Exercise requirements: A faithful copy of the entries is needed, one that leaves out the pictures.

_ _ _

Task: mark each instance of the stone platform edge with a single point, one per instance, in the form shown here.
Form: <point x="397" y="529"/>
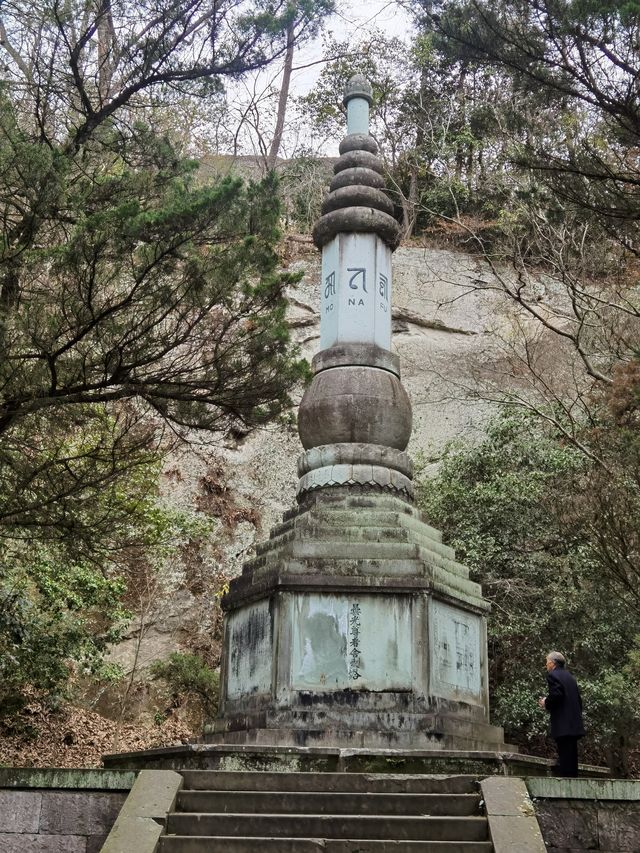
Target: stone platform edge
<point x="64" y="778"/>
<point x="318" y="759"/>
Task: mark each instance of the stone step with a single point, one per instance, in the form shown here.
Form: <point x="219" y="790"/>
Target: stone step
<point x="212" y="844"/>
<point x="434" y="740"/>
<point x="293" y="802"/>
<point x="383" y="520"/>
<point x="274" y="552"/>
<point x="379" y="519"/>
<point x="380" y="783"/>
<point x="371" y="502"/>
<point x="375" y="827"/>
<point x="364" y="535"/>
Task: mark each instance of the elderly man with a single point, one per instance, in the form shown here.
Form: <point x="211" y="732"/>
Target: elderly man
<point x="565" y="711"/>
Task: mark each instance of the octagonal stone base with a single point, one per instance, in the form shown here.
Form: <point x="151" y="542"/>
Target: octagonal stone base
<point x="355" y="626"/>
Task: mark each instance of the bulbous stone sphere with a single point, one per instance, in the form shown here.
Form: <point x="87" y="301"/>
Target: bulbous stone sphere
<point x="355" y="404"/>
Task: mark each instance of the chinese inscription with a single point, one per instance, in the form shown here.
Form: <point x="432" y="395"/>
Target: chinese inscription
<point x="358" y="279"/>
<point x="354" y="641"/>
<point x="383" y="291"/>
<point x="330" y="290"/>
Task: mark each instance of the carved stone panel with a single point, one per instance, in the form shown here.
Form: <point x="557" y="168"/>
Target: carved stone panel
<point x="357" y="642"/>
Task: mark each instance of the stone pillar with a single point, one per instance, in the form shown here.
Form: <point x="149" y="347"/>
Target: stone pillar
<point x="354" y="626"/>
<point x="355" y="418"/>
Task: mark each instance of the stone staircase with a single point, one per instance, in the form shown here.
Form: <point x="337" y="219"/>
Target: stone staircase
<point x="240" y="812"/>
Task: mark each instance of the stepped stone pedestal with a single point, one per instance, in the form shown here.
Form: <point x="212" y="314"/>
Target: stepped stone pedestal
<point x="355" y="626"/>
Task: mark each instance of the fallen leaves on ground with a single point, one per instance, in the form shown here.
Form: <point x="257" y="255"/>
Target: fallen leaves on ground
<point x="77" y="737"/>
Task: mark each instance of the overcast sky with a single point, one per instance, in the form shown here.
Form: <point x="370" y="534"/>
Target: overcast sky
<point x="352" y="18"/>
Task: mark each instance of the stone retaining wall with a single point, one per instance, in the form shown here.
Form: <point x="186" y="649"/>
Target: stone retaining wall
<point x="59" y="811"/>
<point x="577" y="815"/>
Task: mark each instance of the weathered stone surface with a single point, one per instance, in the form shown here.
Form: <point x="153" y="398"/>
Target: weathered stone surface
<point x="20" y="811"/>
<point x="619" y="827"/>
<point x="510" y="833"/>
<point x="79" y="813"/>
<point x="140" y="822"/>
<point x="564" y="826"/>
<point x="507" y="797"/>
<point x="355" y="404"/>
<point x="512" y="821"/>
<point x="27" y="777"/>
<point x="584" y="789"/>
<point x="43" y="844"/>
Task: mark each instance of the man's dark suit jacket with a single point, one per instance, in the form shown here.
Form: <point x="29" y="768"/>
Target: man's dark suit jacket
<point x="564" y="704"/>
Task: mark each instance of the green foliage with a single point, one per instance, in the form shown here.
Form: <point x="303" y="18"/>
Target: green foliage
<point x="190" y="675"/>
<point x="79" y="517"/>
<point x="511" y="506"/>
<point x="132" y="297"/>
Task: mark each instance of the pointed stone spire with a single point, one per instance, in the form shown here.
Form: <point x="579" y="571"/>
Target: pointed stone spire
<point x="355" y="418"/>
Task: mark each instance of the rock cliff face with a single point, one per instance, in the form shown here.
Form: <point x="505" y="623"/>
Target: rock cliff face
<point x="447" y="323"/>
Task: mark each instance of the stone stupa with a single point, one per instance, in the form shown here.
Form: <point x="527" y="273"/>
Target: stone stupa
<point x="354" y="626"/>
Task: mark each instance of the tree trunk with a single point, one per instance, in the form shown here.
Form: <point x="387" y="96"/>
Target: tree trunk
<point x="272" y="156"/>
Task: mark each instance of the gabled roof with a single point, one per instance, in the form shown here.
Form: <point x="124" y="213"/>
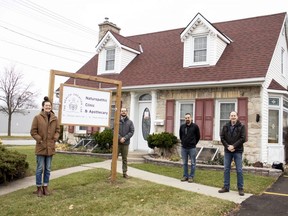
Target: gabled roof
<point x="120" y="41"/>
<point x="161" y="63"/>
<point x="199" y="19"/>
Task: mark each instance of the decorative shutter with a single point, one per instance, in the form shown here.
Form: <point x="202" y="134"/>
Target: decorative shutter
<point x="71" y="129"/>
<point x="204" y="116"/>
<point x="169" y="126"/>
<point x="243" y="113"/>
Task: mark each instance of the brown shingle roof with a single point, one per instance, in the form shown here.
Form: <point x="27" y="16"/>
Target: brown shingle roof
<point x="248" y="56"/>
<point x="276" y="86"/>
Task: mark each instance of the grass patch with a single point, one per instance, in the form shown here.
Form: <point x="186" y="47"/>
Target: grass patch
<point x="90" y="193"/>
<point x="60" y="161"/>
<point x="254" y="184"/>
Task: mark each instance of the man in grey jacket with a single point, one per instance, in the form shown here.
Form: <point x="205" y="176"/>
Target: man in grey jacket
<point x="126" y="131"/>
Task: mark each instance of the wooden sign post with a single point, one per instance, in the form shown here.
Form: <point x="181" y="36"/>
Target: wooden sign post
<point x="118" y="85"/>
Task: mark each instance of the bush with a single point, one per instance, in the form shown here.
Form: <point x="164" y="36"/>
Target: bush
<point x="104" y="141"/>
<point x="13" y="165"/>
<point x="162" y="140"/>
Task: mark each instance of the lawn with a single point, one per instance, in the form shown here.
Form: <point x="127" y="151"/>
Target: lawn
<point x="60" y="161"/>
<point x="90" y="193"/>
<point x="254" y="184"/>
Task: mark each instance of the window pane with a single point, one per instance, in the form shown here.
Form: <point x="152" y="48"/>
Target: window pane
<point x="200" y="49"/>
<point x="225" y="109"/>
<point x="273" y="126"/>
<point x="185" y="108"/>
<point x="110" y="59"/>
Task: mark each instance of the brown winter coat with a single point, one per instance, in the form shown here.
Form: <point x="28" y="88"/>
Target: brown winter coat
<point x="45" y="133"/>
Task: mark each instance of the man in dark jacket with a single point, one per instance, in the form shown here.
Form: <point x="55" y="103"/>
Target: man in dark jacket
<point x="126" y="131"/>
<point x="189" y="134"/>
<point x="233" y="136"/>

_ _ _

Response below:
Task: mark each instance of the stone platform edge with a single point, one per instance, in the form shown here.
Form: <point x="397" y="529"/>
Target: stone platform edge
<point x="64" y="778"/>
<point x="318" y="759"/>
Task: mark each instance of the stone step with a single point, one per instance, in the form shown here.
Form: <point x="219" y="790"/>
Target: stone step
<point x="212" y="844"/>
<point x="434" y="740"/>
<point x="293" y="802"/>
<point x="383" y="520"/>
<point x="274" y="552"/>
<point x="379" y="519"/>
<point x="380" y="783"/>
<point x="371" y="502"/>
<point x="375" y="827"/>
<point x="364" y="535"/>
Task: mark each instance of the elderly man with a single point, one per instance, in the form shown here.
Form: <point x="211" y="732"/>
Target: elderly man
<point x="565" y="711"/>
Task: mark each instance of the octagonal stone base with a single point, one per instance, in the form shown here.
Form: <point x="151" y="542"/>
Target: octagonal stone base
<point x="355" y="626"/>
Task: mark each instance of the bulbous stone sphere with a single point, one per instance, in the form shown here.
Form: <point x="87" y="301"/>
Target: bulbous stone sphere
<point x="355" y="404"/>
Task: mark each instance of the chinese inscription with a single point, one per instance, in the form shown here.
Form: <point x="432" y="395"/>
Target: chinese inscription
<point x="358" y="279"/>
<point x="354" y="641"/>
<point x="383" y="291"/>
<point x="330" y="290"/>
Task: mark each instance of the carved stone panel with a single point, one per instance, in the form shown here.
Form: <point x="557" y="168"/>
Target: carved stone panel
<point x="357" y="642"/>
Task: mark each instance of the stone pillar with a single point, one per instance, in the form shown here.
Form: <point x="149" y="347"/>
Target: stone pillar
<point x="354" y="626"/>
<point x="355" y="418"/>
Task: mark each instance of the stone staircase with a single point, one per instance, in the form shown here.
Form: <point x="337" y="219"/>
Target: stone staircase
<point x="240" y="812"/>
Task: mark each instance of the stepped stone pedestal with a single point, one per instance, in the form shown here.
Form: <point x="212" y="314"/>
Target: stepped stone pedestal
<point x="355" y="626"/>
Task: mark each instance of the fallen leaves on ground with a single point, one per instance, in the form shown here.
Form: <point x="257" y="255"/>
Target: fallen leaves on ground
<point x="77" y="737"/>
Task: mark each instance of the overcast sky with a single point, one per instance, in the form shown here.
Form: <point x="370" y="534"/>
Target: overcast sky
<point x="352" y="18"/>
Task: mark each instance of the stone retaining wall with a single point, one per instance, in the form shown here.
Form: <point x="186" y="649"/>
Target: stone retaining wall
<point x="59" y="811"/>
<point x="577" y="815"/>
Task: mark each instance of the weathered stone surface with a single point, one per instance, in the form shown here.
Form: <point x="153" y="398"/>
Target: weathered stone surface
<point x="20" y="811"/>
<point x="619" y="827"/>
<point x="510" y="833"/>
<point x="79" y="813"/>
<point x="140" y="822"/>
<point x="564" y="826"/>
<point x="507" y="797"/>
<point x="355" y="404"/>
<point x="512" y="821"/>
<point x="27" y="777"/>
<point x="584" y="789"/>
<point x="43" y="844"/>
Task: mark each instance of the man's dark suit jacket with a single point, one per instance, in the form shown here.
Form: <point x="29" y="768"/>
Target: man's dark suit jacket
<point x="564" y="704"/>
Task: mark each instance of the green foliage with a single point, one per instance, in the form shown here.
Form: <point x="303" y="18"/>
Target: green foliage
<point x="190" y="675"/>
<point x="79" y="517"/>
<point x="511" y="506"/>
<point x="132" y="297"/>
Task: mark each instance of the pointed stone spire with a single point, one per instance, in the form shown here.
Form: <point x="579" y="571"/>
Target: pointed stone spire
<point x="355" y="418"/>
Task: mark each instance of the rock cliff face with a single point, one per instance, in the form shown here.
Form: <point x="505" y="623"/>
Target: rock cliff face
<point x="447" y="323"/>
Task: mark each instance of the stone stupa with a single point, one per instance, in the form shown here.
Form: <point x="527" y="273"/>
Target: stone stupa
<point x="354" y="626"/>
Task: mark each instance of the tree trunk with a single point, one per instance, in the form shown here.
Form: <point x="387" y="96"/>
Target: tree trunk
<point x="272" y="156"/>
Task: mark each instance of the gabled roof with a single point, one per instance, in the form shown here.
Form: <point x="124" y="213"/>
Target: gabled roof
<point x="120" y="41"/>
<point x="161" y="63"/>
<point x="199" y="19"/>
Task: mark each instance of the decorative shutter with a single point, one per instance, in the form shown here.
Form: <point x="202" y="134"/>
Target: decorative shutter
<point x="71" y="129"/>
<point x="204" y="116"/>
<point x="169" y="126"/>
<point x="243" y="113"/>
Task: mark each instance of the brown shingle roof with a single point, one per instance, in the form shown here.
Form: <point x="27" y="16"/>
Target: brown shingle roof
<point x="248" y="56"/>
<point x="276" y="86"/>
Task: mark each instance of the grass patch with a single point, one per instance, in the form shown here.
Form: <point x="186" y="47"/>
Target: grass patch
<point x="90" y="193"/>
<point x="60" y="161"/>
<point x="254" y="184"/>
Task: mark each instance of the man in grey jacket with a single point, one per instance, in the form shown here.
Form: <point x="205" y="176"/>
Target: man in grey jacket
<point x="126" y="131"/>
Task: mark each instance of the wooden sign post with a single point, one per instance, in the form shown here.
Form: <point x="181" y="36"/>
Target: wooden sign post
<point x="118" y="85"/>
Task: mark each instance of the bush with a single point, one per instance, in the form shown here.
Form: <point x="164" y="36"/>
Target: bush
<point x="104" y="141"/>
<point x="13" y="165"/>
<point x="162" y="140"/>
Task: mark each instance of the lawn with a single point, one per instance, in the form shown here.
Form: <point x="127" y="151"/>
Target: lawn
<point x="60" y="161"/>
<point x="90" y="193"/>
<point x="254" y="184"/>
Task: mark each instance of the window pane with a single point, one per instance, in the form shown here.
Form: <point x="152" y="48"/>
Target: window pane
<point x="200" y="49"/>
<point x="225" y="109"/>
<point x="273" y="126"/>
<point x="185" y="108"/>
<point x="110" y="59"/>
Task: mark each instance of the brown winter coat with a single point, one per instance, in the form shown here.
Form: <point x="28" y="88"/>
Target: brown winter coat
<point x="45" y="133"/>
Task: mark each instance of the man in dark jacket with a single point, one per instance, in the form shown here.
Form: <point x="55" y="103"/>
Target: man in dark jacket
<point x="126" y="131"/>
<point x="189" y="134"/>
<point x="233" y="136"/>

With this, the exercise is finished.